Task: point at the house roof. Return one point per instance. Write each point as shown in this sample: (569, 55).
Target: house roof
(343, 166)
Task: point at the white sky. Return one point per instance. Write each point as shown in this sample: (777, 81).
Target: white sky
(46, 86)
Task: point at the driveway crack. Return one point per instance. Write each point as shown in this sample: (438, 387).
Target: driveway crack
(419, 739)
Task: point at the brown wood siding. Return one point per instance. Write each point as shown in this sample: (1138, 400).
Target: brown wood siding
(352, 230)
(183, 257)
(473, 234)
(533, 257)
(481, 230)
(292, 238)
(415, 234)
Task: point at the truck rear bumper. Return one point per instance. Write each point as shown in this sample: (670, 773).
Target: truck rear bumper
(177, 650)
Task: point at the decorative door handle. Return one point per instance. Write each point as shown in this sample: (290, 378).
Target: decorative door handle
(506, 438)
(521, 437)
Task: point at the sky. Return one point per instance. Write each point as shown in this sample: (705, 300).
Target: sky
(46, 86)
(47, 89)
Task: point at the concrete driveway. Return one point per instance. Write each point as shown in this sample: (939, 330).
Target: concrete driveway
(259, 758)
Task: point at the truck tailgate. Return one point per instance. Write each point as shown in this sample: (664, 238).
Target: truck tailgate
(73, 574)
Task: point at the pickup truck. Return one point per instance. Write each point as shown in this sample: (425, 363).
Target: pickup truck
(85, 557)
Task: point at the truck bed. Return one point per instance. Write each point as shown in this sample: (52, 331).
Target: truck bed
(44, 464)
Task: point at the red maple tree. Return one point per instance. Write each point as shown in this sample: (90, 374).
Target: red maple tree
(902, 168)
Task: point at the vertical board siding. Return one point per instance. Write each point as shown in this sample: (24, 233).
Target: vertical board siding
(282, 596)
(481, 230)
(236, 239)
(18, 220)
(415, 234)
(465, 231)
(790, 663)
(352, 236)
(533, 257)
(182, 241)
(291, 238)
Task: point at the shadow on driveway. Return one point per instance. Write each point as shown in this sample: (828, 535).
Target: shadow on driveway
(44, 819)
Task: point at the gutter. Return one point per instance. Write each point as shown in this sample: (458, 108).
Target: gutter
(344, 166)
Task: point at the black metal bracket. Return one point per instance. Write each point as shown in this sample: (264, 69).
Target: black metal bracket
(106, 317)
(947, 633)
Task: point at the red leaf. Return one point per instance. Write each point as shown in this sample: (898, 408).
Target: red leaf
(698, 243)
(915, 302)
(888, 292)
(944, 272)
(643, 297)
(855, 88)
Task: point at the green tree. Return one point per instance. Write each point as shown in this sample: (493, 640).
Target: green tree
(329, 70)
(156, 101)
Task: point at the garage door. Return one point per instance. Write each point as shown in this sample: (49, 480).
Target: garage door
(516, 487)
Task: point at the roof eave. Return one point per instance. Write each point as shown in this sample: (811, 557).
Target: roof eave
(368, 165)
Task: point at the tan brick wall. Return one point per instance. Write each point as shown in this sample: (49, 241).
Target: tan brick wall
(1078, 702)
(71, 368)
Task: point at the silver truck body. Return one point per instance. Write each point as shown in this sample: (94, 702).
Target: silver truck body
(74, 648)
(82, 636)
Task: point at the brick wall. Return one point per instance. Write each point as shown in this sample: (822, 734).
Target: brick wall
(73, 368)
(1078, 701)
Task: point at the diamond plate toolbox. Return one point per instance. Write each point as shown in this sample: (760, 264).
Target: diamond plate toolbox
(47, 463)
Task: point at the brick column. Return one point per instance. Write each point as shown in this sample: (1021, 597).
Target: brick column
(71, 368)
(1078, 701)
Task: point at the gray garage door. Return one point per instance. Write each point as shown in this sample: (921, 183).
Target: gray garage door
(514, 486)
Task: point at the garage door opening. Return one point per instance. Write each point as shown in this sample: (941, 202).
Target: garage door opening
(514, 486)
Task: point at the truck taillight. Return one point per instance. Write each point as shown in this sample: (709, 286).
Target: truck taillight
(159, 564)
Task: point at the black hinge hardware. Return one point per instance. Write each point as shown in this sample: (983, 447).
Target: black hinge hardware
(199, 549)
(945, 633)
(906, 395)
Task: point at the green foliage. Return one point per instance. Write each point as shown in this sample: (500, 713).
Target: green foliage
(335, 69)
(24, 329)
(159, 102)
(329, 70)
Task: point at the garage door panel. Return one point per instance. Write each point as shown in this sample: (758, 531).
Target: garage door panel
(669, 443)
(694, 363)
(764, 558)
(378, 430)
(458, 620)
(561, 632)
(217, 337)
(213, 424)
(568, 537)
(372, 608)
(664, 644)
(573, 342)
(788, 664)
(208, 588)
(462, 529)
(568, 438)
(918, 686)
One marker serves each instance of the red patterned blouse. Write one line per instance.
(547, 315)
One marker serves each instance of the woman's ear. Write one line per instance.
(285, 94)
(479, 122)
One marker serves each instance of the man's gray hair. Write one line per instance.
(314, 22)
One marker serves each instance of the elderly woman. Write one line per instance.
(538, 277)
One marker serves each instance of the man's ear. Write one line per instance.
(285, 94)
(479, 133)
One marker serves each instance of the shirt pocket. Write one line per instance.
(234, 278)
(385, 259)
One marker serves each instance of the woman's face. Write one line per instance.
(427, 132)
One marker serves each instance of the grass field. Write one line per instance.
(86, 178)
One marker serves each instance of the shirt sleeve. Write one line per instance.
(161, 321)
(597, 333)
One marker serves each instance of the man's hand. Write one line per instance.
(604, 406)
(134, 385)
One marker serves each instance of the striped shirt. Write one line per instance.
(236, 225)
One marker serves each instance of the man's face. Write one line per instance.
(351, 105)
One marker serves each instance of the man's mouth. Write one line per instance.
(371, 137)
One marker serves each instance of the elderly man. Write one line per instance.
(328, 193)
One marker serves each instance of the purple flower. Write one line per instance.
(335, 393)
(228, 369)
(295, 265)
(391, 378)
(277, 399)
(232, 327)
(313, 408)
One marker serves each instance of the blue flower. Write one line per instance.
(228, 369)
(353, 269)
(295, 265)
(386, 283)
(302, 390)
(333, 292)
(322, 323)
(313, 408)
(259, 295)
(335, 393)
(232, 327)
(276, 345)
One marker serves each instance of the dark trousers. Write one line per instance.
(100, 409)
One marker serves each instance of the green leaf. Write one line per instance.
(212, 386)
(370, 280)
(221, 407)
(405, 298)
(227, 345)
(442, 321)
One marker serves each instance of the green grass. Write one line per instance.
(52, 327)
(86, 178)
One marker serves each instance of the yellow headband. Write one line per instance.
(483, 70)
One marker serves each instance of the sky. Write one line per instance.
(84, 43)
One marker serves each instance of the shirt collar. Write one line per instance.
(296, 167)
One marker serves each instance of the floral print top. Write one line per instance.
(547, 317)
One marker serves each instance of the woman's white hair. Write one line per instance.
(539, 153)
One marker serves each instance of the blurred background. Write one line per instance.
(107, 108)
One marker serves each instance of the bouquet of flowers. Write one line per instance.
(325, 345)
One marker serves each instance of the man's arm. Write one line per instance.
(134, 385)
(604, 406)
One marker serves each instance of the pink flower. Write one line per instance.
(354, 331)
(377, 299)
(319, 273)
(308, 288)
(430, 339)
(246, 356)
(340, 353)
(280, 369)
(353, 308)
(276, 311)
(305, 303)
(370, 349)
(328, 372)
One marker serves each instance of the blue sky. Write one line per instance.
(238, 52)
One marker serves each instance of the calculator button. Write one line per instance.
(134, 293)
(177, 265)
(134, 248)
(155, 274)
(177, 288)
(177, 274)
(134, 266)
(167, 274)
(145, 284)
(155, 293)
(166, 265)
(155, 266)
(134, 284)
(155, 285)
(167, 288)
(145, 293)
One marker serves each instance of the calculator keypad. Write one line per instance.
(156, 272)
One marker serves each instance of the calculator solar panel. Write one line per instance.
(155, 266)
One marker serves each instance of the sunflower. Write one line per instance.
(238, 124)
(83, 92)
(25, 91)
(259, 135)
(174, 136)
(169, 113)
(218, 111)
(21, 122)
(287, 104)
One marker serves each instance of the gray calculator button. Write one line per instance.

........

_Assignment_. In the answer, give the lines from the first line of the data through the line with "Task: point at the sky.", exactly as they appear and with no additions.

_Your solution_.
Task: point at the house roof. Return one point per instance. Write each point as shown in this sample: (569, 55).
Target: house roof
(343, 166)
Task: point at the white sky. Return one point per instance. Write each point as shown in this sample: (777, 81).
Target: white sky
(46, 86)
Task: point at the driveway crack. Return one point per instance. Write each point as shown in this sample: (438, 387).
Target: driveway crack
(419, 739)
Task: point at the brown wood siding. Return one point per instance. Write each point as shown in this sample: (1138, 400).
Target: brown wood siding
(352, 230)
(183, 257)
(473, 234)
(533, 257)
(481, 230)
(292, 238)
(415, 234)
Task: point at the truck rear bumper. Return one point per instance. Write each point as shown in this sample: (670, 773).
Target: truck rear bumper
(177, 650)
Task: point at the decorative door handle. Return one point per instance. Write each point as shown in this sample: (290, 378).
Target: decorative door handle
(506, 438)
(521, 437)
Task: point at the sky. Return one point per instance. Write each point as shown in this sample: (705, 300).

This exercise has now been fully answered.